### What you need to do
Take the line that contains "Put a marker on every instance of the white crop" and every line after it in the material below, and quote them exactly.

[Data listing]

* * * *

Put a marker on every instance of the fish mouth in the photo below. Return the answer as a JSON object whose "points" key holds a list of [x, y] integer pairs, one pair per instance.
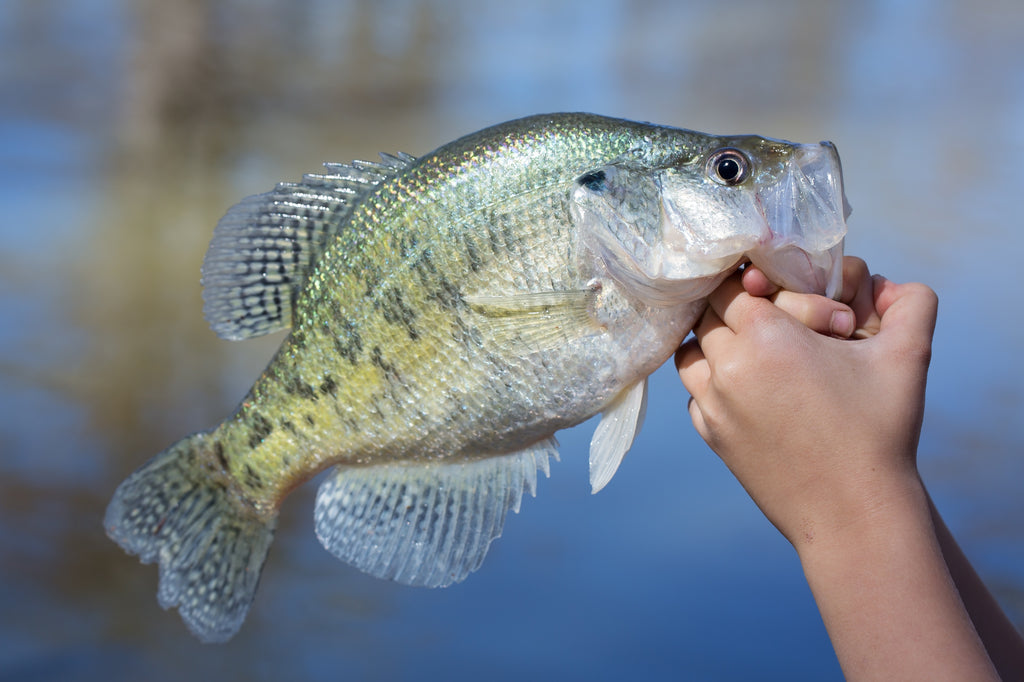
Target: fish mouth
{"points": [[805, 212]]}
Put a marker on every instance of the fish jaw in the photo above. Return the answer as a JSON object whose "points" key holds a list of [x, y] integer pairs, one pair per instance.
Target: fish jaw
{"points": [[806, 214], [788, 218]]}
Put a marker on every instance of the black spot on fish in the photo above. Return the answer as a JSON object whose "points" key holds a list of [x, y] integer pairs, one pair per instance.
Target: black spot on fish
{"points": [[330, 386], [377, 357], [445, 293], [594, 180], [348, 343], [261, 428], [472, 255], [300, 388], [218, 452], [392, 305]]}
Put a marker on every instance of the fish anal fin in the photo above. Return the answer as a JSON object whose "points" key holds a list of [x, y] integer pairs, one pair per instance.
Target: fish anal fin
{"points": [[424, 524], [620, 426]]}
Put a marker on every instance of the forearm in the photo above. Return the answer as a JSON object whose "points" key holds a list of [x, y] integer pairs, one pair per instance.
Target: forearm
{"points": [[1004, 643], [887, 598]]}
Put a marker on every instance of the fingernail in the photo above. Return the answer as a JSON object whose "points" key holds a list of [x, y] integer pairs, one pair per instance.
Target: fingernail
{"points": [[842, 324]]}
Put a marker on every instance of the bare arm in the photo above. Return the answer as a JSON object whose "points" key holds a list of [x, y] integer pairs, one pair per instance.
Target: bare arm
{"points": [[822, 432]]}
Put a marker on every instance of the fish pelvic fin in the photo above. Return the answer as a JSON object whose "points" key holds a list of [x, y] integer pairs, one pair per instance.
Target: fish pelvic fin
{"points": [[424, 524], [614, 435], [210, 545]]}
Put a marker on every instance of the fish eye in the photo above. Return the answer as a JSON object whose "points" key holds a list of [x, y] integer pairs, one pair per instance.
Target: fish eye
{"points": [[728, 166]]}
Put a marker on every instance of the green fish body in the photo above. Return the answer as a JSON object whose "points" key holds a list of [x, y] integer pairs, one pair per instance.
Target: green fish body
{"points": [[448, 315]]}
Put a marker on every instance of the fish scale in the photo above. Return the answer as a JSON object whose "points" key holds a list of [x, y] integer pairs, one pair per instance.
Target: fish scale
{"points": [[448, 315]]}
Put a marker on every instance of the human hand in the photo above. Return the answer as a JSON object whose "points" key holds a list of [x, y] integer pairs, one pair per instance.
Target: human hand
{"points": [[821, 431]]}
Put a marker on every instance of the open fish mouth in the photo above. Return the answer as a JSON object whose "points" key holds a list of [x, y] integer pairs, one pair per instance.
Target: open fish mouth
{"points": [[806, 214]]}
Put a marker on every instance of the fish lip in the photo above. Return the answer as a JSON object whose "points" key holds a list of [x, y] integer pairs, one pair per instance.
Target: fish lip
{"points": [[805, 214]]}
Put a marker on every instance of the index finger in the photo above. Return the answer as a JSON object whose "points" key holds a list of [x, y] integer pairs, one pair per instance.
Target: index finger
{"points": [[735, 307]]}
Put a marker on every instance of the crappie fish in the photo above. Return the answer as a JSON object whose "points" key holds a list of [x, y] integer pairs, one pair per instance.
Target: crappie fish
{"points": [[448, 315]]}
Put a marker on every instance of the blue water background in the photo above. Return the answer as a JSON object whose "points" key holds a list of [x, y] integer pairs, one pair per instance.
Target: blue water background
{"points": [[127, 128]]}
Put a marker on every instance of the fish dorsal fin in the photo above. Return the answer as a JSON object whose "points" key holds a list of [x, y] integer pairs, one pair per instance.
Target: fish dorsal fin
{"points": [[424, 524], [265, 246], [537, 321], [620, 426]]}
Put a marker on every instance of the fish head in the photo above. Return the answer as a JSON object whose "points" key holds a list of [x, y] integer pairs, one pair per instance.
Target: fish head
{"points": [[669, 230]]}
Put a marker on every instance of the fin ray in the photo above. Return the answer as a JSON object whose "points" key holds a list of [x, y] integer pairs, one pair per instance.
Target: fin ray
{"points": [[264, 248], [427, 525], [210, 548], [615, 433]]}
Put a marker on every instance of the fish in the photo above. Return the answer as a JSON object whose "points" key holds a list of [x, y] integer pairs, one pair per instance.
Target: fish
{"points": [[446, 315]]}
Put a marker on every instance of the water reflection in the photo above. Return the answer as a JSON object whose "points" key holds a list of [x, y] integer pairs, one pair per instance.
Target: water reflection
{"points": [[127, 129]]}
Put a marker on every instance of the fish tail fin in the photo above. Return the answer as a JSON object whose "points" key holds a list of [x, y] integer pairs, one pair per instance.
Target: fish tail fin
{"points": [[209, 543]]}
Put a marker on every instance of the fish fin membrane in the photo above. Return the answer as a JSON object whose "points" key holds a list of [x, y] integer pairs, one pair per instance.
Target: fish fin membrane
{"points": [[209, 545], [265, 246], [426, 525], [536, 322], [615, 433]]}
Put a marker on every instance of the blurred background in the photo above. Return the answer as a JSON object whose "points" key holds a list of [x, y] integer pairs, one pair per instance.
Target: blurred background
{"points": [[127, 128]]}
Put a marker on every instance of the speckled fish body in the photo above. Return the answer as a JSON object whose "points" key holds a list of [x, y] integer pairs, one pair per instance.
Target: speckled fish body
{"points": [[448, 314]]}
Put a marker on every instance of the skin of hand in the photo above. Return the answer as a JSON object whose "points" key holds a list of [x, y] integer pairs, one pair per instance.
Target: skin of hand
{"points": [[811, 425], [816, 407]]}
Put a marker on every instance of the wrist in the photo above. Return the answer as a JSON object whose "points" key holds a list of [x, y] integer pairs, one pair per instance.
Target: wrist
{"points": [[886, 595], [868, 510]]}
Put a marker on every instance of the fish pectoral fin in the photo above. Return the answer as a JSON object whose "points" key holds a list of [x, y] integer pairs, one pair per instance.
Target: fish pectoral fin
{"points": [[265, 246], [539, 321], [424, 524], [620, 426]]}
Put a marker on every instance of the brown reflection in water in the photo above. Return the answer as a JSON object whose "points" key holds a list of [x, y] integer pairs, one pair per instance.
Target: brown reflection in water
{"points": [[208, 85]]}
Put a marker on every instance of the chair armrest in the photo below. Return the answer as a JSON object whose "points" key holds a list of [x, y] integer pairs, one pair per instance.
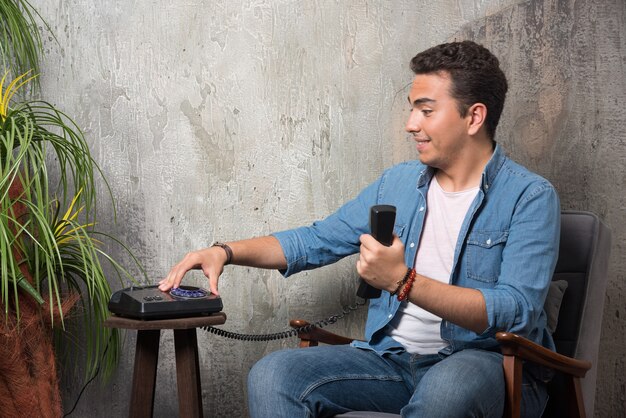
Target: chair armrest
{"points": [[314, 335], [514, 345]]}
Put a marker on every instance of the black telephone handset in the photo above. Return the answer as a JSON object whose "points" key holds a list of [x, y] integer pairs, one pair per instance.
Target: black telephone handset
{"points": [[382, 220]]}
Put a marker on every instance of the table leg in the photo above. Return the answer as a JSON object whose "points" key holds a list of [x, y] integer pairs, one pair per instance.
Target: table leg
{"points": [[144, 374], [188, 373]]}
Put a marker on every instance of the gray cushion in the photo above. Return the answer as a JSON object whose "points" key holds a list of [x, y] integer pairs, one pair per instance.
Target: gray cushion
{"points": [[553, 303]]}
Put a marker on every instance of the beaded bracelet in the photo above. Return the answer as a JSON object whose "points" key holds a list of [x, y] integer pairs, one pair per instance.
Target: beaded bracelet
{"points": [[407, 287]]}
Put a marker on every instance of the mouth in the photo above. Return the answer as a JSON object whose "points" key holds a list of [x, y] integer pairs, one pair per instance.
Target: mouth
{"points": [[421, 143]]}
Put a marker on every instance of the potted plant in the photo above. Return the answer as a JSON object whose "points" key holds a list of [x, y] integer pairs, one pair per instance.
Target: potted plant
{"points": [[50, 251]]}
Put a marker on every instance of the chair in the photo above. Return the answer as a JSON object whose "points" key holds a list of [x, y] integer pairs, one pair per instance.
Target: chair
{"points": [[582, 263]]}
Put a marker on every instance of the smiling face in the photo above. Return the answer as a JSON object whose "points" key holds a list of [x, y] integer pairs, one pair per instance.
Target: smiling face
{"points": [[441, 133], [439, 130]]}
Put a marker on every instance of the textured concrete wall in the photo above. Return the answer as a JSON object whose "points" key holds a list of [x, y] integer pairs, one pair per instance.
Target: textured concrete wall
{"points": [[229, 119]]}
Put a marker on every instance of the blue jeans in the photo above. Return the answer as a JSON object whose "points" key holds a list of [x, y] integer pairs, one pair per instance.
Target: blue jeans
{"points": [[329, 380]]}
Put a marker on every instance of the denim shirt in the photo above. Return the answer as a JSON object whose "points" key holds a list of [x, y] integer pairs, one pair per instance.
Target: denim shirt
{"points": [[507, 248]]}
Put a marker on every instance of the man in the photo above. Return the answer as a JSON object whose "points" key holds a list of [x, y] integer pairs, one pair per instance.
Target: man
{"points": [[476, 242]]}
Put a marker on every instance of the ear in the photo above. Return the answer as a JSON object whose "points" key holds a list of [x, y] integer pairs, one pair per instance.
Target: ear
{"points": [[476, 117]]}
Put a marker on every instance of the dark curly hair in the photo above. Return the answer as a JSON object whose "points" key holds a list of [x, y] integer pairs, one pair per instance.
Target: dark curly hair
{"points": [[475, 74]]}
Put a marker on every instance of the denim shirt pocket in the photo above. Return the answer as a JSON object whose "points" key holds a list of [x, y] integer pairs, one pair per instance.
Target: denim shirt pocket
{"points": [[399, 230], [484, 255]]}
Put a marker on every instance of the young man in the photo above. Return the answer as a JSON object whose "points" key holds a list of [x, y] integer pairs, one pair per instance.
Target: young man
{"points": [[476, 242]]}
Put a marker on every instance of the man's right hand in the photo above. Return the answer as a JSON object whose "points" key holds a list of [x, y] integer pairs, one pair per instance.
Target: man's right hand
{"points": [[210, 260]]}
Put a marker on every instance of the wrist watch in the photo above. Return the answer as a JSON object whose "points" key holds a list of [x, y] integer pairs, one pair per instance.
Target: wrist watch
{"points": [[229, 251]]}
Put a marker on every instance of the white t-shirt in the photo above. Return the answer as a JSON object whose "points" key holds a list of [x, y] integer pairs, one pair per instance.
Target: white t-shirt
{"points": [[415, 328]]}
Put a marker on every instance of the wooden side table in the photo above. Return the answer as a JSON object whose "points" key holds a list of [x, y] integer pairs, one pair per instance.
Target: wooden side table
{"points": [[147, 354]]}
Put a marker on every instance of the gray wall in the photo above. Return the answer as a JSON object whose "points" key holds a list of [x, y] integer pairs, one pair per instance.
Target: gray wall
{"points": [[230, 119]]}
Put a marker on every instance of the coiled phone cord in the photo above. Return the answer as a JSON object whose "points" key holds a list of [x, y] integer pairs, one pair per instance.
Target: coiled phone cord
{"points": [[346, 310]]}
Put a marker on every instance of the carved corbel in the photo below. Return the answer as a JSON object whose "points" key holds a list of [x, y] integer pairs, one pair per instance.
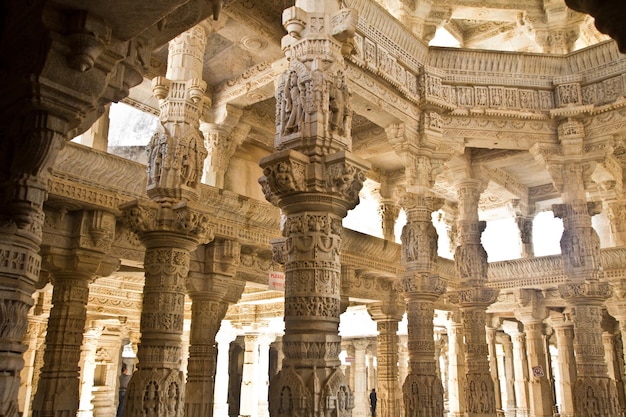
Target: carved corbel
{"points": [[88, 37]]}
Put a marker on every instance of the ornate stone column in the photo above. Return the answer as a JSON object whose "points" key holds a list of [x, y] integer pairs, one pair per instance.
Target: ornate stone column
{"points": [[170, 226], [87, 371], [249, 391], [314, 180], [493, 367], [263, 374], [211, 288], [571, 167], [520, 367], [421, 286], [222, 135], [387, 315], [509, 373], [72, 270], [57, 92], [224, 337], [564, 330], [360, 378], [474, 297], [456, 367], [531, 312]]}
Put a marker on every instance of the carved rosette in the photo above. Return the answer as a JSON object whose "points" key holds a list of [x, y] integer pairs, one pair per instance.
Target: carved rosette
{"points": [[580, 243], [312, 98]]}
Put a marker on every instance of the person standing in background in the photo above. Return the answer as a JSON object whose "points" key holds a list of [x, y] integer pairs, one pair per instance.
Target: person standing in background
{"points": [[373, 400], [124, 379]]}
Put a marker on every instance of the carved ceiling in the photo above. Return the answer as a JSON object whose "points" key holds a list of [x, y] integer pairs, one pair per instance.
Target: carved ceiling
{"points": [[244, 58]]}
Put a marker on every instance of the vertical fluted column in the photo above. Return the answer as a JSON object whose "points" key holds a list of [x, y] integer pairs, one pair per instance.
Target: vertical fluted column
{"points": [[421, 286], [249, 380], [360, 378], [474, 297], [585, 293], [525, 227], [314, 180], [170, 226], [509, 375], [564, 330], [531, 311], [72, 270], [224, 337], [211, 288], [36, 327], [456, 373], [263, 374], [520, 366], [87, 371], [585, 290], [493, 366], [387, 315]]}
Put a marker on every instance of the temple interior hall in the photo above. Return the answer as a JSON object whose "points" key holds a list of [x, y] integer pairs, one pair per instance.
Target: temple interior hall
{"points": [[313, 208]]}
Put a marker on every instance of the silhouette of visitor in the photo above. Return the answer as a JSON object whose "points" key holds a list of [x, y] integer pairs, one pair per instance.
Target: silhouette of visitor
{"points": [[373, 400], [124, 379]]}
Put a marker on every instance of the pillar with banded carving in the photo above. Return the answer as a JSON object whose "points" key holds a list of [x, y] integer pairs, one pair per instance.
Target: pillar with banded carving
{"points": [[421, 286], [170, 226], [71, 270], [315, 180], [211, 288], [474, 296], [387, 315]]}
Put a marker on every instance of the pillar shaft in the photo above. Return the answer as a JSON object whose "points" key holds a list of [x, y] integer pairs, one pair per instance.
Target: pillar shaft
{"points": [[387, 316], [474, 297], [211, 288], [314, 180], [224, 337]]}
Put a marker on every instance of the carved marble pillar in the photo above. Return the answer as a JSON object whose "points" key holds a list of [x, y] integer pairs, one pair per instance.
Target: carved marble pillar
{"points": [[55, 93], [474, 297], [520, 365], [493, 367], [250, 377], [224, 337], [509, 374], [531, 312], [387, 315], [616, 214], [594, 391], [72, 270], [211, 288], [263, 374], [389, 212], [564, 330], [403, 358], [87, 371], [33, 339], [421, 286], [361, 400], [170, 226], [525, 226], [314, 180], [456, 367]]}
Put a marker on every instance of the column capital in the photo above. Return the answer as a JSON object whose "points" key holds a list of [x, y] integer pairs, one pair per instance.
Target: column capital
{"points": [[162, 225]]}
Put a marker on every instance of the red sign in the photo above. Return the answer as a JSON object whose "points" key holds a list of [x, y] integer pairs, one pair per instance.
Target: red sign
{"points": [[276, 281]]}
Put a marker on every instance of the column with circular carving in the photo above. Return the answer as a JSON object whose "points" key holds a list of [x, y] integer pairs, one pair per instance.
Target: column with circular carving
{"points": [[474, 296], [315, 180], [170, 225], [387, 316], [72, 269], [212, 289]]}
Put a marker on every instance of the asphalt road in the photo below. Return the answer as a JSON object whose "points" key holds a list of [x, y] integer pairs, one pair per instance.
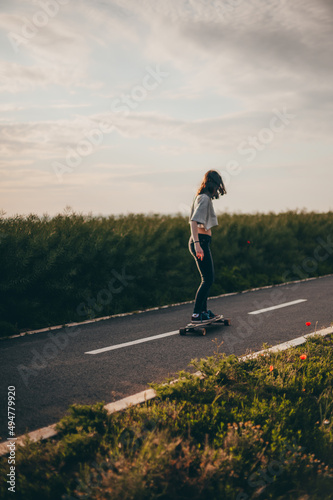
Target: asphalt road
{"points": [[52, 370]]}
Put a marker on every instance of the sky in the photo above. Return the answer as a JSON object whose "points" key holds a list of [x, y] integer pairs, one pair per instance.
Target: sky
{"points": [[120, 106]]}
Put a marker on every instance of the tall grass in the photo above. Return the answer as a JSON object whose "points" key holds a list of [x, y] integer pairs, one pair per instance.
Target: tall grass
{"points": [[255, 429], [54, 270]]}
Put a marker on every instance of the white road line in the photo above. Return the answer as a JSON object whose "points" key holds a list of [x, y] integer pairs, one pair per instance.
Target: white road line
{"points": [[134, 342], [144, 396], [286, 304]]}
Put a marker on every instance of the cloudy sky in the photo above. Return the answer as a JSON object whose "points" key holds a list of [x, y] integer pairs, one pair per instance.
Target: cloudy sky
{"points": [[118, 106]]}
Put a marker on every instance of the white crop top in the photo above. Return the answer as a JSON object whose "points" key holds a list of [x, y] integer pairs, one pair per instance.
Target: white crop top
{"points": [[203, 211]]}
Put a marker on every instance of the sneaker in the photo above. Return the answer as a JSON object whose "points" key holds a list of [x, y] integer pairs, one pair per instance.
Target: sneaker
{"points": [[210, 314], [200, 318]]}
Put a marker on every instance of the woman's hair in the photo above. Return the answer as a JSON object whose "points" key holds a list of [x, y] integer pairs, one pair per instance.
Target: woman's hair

* * * *

### Written solution
Put a marker on every instance of the white crop top in the photo above. Return the answer as a JSON object whose "points" key holds a list of [x, y] integer pairs, one pair per instance.
Target: white crop top
{"points": [[203, 211]]}
Put a marker on every instance of the sneaker in the photo above. Return the answer as a JSON object whose "points" key holds a list of [x, y] integer pairs, one pair per instance.
Target: sneaker
{"points": [[210, 314], [200, 318]]}
Put a marker on every instance of the woman's hair in the photo above. Return the answer as a JSON object whose "points" key holds a list of [x, y] integer pairs, one pair per instance.
Target: woman's hair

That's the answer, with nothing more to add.